> _Extracted information_

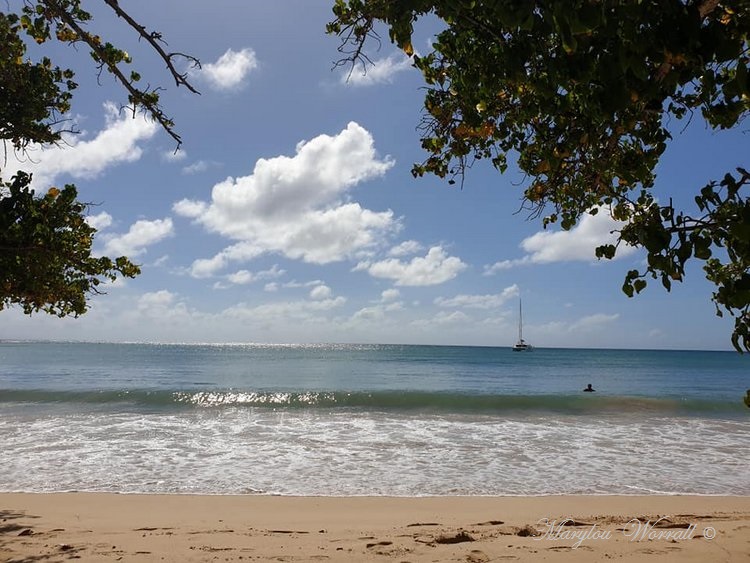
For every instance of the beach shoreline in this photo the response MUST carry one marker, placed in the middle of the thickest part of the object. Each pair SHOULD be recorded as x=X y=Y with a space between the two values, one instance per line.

* * *

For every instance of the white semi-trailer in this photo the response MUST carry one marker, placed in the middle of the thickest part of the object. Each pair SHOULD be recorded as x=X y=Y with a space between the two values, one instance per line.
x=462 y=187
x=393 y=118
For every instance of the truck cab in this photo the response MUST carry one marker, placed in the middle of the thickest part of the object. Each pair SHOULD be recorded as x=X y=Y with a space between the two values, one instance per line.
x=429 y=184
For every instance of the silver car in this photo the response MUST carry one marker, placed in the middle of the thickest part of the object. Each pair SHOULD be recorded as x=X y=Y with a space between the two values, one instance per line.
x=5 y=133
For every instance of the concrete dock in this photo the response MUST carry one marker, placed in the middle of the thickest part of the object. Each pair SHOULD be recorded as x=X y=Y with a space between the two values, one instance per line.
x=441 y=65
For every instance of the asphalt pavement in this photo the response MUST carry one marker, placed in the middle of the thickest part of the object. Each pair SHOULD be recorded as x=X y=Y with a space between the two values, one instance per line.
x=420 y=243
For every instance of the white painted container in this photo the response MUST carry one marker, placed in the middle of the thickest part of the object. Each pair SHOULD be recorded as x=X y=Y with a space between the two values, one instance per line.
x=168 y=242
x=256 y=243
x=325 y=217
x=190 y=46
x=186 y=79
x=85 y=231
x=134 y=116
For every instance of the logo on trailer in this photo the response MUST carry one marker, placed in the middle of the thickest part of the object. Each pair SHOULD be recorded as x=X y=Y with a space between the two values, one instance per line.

> _Directions for this task_
Where the data above reaches the line holding "For every instance of the silver", begin printing, and stop after the line holding "For every instance of the logo". Each line must be reproduced exactly, with nothing else added.

> _Reply to the exercise_
For every instance of the silver car in this photo the response MUST carry one marker, placed in the middle of the thickest part of the object. Each pair SHOULD be recorded as x=X y=Y with a space between the two values, one instance per line.
x=5 y=133
For every instance of the concrete dock in this photo the response MUST carry one marker, placed in the middle of the thickest part of the object. Each pair SHOULD be recorded as x=X y=Y with a space between the two values, one instance per line.
x=441 y=65
For every instance of the asphalt pavement in this photo the response MUST carry one marker, placed in the middle of the thickest part of the object. Each pair SHOULD be recorded as x=X y=Y with a space between the two values, one instance per line.
x=420 y=243
For every instance of the white painted container in this photo the response MUST carry one marker, placed in the middle of the thickest part of the object. Each pair SHOULD be recorded as x=X y=Y with a space between the two values, one instance per line.
x=168 y=242
x=256 y=243
x=325 y=217
x=190 y=46
x=186 y=79
x=85 y=231
x=134 y=116
For every instance of the logo on trailer in this photo the response MUST carry one marker, placed in the middle of the thickest part of the object. Each pair SHOULD be recorded as x=X y=Y with a space between the two values, one instance per line.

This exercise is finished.